* Gestellte Aufgabe A: Kannst du aus dem Forenthread über CPU- und Gehäuselüfter alles von „Achte im Gehäuse“ bis hinunter zu „nur generelle Tips?“ wortgetreu wiedergeben?
* Gestellte Aufgabe B: Wie geht der Forenthread über CPU- und Gehäuselüfter nach seinem letzten Satz weiter? Führe ihn fort.

* Seitenauszug:
# Nochmal: Unterschied zwischen CPU Lüfter und Gehäuselüfter?



## Lowmotion (25. September 2013)

*Nochmal: Unterschied zwischen CPU Lüfter und Gehäuselüfter?*

Hallo,

spontane Frage: woran orientiert man sich bei der Lüfterwahl für CPU, Gehäuse (Einlass/Auslass) und Radiator (AiO oder echte Wakü)?


----------



## Buddhafliege (25. September 2013)

*AW: Nochmal: Unterschied zwischen CPU Lüfter und Gehäuselüfter?*

Airflow ist eher als gehäuselüfter gedacht. Er sollte jedoch auch etwas statischen druck haben um die luft überhaupt bis tiefer ins gehäuse zu bringen. Bei radiatorlüfter ist es wichtiger einen hohen statischen druck zu haben je dichter die kühllamellen am radiator(oder luftkühler) sind. Weil sonst die luft nicht richtig durch den radiator/kühler gedrückt werden kann.


----------



## McRoll (25. September 2013)

*AW: Nochmal: Unterschied zwischen CPU Lüfter und Gehäuselüfter?*

Generell willst du den besten Kompromiss aus Luftdurchsatz und Geräuschkulisse. Je nach dem was dir wichtiger ist bewegst du dich eher in Richtung Leistung oder Lautstärke. Gehäuselüfter würde ich nicht unter 140mm wählen, CPU- Lüfter eigentlich auch nicht. Zudem gibts Lüfter mit 3 oder 4 Pins, je nach dem ob du PWM nutzen willst oder die Lüfter an eine Lüftersteuerung oder einfach ans Mainboard anschließt.

Achte im Gehäuse auf guten Airflow (vorne rein, hinten raus), minimum 1 Lüfter vorne und 1 hinten, idealerweise sollte etwas mehr Luft reinkommen als rauskommt, weil der leicht erhöhte Druck im Inneren des Gehäuses hilft Staubbildung zu minimieren. Überleg dir ob du lieber Towerkühler wählst, die im Luftstrom liegen und den Airflow unterstützen oder lieber Kühler die von oben auf den Chip blasen (die kühlen eventuell umliegende Spannungswandler besser).

Willst du denn was Spezielles wissen oder nur generelle Tips?

* Datenauszug:
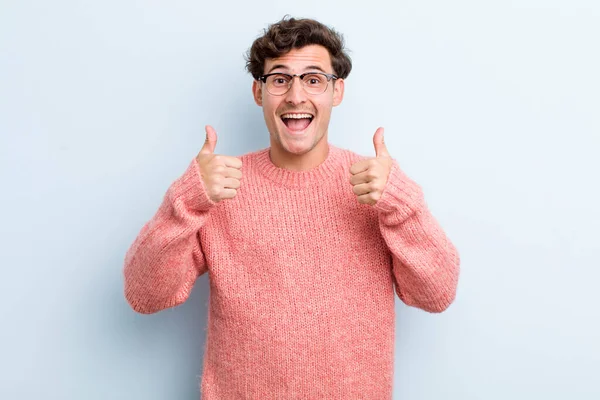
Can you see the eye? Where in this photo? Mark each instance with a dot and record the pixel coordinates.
(279, 80)
(314, 80)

* Erwartete Ausgabe A:
Achte im Gehäuse auf guten Airflow (vorne rein, hinten raus), minimum 1 Lüfter vorne und 1 hinten, idealerweise sollte etwas mehr Luft reinkommen als rauskommt, weil der leicht erhöhte Druck im Inneren des Gehäuses hilft Staubbildung zu minimieren. Überleg dir ob du lieber Towerkühler wählst, die im Luftstrom liegen und den Airflow unterstützen oder lieber Kühler die von oben auf den Chip blasen (die kühlen eventuell umliegende Spannungswandler besser).

Willst du denn was Spezielles wissen oder nur generelle Tips?

* Erwartete Ausgabe B:
----------



## Uter (25. September 2013)

*AW: Nochmal: Unterschied zwischen CPU Lüfter und Gehäuselüfter?*

Grundsätzlich natürlich erstmal die Größe des Lüfters. Die beste Wahl sind aktuell 140er und 120er Lüfter. In diesen Größen gibt es viel Auswahl und sie können akzeptable Verhältnisse zwischen Durchsatz und Lautstärke erreichen. 
Danach kommt die Qualität des Lagers und des Motors. Wenn man die Lüfter regeln will, dann sollte man auf einen großen Regelbereich achten. Je nach Steuerung und Geschmack entweder über PWM oder über eine niedrige Minimaldrehzahl oder Anlaufdrehzahl. Nicht zu letzt kommt natürlich noch der Preis und die Optik.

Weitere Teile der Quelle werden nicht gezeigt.